═════ RECORDS FOR THE EXERCISE
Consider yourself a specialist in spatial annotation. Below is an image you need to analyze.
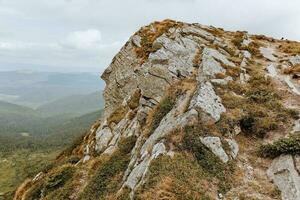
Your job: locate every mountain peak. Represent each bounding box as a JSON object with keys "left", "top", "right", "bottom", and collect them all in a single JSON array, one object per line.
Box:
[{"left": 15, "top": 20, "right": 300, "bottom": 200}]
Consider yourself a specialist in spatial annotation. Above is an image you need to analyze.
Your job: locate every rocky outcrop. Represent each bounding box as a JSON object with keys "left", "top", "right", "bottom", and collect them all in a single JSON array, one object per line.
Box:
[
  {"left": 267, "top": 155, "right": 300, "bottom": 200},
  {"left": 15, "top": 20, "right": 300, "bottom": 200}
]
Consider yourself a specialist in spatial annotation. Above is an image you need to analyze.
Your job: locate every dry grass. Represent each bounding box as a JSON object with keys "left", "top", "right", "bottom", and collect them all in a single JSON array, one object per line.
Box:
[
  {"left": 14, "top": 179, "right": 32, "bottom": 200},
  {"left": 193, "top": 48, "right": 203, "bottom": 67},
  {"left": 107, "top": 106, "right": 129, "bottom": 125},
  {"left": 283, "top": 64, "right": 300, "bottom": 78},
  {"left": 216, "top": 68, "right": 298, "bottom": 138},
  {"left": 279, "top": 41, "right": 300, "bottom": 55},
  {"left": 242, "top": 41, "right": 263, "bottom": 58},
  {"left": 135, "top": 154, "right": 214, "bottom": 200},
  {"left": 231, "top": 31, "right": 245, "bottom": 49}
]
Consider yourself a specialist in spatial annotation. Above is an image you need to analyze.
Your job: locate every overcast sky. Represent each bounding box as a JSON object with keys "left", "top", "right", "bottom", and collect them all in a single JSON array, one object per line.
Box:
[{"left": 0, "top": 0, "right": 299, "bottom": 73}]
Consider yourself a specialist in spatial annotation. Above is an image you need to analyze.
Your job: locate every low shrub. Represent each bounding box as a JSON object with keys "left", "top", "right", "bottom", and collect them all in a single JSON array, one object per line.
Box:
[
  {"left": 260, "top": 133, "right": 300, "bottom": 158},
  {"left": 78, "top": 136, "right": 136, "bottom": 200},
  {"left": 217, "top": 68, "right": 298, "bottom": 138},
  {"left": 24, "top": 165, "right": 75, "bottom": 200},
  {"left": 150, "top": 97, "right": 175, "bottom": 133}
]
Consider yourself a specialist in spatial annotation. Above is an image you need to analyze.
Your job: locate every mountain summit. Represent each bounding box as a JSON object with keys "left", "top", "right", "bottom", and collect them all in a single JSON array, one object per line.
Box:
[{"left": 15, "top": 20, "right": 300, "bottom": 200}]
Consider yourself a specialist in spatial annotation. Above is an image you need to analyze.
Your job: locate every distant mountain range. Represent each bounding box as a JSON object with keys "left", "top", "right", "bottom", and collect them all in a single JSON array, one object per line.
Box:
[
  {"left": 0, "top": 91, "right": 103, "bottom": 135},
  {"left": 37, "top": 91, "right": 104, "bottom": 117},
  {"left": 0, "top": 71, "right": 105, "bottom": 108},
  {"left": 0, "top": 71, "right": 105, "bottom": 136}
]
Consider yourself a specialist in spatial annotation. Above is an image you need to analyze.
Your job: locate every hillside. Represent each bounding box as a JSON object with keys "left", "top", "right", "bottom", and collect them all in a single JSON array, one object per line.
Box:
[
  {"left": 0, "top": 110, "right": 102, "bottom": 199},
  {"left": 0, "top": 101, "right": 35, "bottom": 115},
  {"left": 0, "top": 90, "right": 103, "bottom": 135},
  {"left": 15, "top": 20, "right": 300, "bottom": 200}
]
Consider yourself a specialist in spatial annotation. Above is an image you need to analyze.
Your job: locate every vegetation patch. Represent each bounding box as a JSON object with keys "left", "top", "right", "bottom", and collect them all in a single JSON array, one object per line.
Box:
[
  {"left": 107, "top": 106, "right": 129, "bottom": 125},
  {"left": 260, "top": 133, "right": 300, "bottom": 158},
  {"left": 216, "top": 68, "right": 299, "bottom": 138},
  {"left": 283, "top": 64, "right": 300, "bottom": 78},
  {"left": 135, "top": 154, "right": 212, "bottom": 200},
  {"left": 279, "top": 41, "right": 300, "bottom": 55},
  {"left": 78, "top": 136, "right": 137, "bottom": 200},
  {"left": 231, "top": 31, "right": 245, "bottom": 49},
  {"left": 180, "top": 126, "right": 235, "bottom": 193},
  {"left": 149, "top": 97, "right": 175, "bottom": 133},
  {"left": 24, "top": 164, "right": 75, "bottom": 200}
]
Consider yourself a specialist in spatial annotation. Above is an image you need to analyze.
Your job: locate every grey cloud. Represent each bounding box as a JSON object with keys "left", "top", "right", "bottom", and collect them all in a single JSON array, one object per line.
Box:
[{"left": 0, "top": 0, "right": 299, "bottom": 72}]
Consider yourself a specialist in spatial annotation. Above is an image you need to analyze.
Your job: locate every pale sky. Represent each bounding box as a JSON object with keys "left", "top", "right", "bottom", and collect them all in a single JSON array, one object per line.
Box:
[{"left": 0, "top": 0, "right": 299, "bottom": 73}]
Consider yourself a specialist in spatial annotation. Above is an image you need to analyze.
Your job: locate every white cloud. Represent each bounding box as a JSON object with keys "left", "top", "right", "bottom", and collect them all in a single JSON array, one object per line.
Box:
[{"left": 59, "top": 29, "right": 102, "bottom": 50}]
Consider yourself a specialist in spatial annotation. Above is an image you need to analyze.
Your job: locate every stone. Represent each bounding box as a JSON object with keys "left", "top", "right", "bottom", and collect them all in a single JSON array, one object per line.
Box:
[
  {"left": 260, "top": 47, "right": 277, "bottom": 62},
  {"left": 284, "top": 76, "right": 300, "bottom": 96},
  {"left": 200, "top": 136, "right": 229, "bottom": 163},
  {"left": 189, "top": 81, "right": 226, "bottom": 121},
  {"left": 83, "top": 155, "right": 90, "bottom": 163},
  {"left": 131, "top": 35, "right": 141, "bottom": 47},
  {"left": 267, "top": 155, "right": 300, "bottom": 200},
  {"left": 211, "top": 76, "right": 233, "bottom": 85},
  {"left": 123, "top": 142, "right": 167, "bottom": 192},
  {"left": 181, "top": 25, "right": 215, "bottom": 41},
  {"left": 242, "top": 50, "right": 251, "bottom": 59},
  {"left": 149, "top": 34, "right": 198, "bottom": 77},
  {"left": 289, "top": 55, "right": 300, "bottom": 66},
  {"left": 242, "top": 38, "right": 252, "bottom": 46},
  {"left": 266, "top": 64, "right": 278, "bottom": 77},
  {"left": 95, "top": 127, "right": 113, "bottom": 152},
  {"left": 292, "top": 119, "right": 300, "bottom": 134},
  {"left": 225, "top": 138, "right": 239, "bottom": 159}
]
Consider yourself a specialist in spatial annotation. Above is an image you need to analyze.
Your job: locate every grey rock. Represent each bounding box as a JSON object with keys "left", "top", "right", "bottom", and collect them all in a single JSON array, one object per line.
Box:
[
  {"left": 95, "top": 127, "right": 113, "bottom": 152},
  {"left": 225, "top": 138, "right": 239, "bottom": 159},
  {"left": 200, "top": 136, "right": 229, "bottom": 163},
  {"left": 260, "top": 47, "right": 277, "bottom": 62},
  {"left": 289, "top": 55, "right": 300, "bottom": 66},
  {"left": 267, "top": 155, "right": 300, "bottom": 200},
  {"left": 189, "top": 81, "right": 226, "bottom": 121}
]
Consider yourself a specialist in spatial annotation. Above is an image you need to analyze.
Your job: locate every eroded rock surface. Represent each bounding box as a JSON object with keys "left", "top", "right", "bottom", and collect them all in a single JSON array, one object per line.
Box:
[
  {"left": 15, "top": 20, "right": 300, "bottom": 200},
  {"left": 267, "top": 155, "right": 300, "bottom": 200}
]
══════════
═════ RECORDS FOR THE EXERCISE
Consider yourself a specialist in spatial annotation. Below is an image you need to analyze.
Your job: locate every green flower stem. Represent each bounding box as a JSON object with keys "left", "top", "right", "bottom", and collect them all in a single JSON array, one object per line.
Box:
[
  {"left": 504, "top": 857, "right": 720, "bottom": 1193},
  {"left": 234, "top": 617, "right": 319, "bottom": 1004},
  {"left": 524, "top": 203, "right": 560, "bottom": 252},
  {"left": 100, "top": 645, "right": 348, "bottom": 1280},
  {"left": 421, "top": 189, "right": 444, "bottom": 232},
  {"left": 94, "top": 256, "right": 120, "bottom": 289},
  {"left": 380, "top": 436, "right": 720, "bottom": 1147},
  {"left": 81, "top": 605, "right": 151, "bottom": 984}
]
══════════
═════ RECORDS FOR THE EXERCISE
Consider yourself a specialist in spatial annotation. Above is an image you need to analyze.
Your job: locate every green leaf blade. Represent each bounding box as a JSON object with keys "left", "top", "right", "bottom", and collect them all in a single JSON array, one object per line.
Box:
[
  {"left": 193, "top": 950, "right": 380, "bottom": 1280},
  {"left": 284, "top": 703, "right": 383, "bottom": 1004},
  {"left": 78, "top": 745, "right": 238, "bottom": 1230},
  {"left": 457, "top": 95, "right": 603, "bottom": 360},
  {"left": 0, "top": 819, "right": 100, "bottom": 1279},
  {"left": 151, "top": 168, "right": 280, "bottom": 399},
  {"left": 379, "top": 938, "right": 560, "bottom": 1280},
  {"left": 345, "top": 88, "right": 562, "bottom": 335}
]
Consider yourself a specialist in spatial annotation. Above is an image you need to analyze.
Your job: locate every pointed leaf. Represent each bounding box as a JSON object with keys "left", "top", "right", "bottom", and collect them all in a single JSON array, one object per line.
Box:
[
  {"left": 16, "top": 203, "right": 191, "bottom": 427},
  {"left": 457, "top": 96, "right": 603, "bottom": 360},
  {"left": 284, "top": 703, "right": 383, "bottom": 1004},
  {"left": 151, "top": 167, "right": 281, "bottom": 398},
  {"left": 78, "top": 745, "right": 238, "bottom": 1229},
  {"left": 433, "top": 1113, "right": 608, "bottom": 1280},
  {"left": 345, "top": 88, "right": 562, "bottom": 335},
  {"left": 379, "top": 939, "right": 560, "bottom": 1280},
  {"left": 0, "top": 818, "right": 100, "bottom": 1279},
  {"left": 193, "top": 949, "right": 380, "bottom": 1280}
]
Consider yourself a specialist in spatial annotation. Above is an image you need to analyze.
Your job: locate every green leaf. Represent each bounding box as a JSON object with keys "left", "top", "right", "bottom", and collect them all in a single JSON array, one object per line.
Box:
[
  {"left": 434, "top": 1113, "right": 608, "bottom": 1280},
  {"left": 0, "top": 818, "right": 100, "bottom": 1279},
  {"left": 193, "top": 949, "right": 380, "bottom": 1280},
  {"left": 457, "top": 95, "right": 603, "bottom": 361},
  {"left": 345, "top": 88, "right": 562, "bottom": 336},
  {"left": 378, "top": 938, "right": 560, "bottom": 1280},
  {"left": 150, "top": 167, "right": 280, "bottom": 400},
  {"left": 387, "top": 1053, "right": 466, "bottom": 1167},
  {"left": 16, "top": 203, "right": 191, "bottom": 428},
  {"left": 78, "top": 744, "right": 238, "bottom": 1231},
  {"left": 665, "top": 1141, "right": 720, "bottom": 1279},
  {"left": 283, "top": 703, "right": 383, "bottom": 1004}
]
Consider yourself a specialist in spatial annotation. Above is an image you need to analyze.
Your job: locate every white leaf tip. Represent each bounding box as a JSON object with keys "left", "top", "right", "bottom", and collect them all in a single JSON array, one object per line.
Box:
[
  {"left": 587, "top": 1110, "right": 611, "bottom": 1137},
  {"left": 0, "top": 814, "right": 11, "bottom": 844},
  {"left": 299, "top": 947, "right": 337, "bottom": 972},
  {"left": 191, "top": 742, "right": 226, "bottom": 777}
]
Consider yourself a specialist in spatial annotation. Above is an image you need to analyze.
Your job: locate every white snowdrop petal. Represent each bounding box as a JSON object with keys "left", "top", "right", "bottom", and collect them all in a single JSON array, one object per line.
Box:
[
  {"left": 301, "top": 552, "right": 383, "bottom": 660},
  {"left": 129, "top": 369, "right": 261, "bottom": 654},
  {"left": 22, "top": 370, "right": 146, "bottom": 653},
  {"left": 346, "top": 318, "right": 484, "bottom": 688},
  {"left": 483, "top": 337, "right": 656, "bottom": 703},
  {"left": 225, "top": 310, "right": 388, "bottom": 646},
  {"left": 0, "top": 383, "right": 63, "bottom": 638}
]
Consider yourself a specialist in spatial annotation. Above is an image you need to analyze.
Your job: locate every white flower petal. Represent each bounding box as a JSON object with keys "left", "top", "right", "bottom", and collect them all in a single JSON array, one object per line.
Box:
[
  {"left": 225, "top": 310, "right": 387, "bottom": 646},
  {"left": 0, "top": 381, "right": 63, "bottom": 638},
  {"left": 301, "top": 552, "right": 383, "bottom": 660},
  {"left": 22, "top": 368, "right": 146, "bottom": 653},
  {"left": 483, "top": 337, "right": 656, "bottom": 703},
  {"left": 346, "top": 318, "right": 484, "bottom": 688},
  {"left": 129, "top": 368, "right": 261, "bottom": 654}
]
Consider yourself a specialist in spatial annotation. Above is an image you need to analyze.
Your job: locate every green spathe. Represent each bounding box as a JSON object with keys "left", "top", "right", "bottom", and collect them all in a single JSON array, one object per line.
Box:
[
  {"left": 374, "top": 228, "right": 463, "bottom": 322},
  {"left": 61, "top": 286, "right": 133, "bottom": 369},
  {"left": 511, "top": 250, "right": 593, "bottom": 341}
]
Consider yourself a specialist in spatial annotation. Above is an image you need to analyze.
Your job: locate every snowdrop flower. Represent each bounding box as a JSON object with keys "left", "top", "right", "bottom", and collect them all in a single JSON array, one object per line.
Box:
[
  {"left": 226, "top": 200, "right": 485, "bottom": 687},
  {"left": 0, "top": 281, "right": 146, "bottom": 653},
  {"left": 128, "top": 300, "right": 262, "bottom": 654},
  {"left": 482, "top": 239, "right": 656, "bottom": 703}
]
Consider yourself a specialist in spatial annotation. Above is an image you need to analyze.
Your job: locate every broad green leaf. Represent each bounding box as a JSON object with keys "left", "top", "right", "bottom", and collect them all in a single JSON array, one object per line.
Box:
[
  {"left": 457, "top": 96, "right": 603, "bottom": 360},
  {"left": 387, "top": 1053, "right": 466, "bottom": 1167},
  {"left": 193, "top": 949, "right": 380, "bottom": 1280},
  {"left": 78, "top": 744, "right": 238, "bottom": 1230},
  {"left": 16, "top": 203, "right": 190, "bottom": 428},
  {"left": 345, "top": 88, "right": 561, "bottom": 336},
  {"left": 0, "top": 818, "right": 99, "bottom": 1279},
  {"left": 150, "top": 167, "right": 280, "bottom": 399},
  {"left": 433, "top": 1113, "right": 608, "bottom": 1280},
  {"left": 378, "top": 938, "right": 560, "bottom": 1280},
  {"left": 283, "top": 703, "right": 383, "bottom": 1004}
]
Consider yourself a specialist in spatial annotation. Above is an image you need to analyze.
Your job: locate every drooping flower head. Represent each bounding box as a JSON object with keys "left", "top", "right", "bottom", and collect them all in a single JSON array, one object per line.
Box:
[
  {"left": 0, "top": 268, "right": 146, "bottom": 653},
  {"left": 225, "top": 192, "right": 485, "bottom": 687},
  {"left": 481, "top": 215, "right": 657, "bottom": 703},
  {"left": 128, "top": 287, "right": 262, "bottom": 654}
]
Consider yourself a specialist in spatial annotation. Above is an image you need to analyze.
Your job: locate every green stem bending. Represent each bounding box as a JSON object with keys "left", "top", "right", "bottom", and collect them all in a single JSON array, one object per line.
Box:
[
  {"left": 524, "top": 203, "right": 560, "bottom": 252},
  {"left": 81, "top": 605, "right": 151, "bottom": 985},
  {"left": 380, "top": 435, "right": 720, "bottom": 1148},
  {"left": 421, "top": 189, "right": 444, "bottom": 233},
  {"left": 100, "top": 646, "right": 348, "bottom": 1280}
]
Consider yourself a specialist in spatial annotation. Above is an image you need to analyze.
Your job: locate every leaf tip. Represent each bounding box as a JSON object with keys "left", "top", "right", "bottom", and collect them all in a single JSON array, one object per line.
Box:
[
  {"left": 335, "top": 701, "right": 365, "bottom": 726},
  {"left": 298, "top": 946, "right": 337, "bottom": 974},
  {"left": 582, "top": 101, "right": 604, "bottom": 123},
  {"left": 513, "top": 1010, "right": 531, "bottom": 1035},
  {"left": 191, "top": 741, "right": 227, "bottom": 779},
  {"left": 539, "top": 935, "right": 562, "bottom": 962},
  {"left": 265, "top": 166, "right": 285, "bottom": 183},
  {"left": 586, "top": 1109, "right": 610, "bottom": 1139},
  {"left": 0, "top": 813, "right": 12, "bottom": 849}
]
══════════
▶ TASK BRIEF:
Working through the records, copy each line in which the word "leaf" appears.

▶ RESULT BELOW:
Your job: locate every green leaf blade. Represent each bounding box as a JSON object with keys "left", "top", "right", "bottom", and collect them all in a single JSON array, one object per line.
Your job: locate every pointed leaf. Represent each bounding box as a JSON object with keys "left", "top", "right", "bottom", and collect them all in a single JSON array, one object per line.
Your job: locate every green leaf. Represent each bounding box as a JSON object with keys "left", "top", "right", "bottom", and collect them all in a single JSON array, one object per line.
Your job: locate every white leaf tip. Represent each bounding box as a JSON object with keys "left", "top", "right", "bottom", and collect them all in a single JSON array, one object per line.
Your job: locate every broad green leaf. Represent each bounding box as a JSON object with keys "left", "top", "right", "bottom", and collect them all in a single JSON array, one object per line.
Your job: locate every leaf tip. Represent each bounding box as a JSON object with keys "left", "top", "right", "bottom", and collect them all in a single JSON array, one object per line.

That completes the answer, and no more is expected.